_GOAL_
Could you rewrite the data below as a two-column CSV with the headers input and output? Give each labeling sentence its own row with all of its box coordinates in the output field, quote every field, and replace any line breaks with spaces.

Rows from a box-labeling dataset
# # # #

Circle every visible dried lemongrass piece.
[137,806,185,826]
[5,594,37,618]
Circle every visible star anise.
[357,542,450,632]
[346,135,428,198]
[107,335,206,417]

# # # #

_WRITTEN ANSWER_
input,output
"Circle every visible dried lemongrass piece.","[137,806,185,826] [5,594,37,618]"
"Circle every visible star anise.","[357,542,450,632] [346,135,428,198] [107,335,206,417]"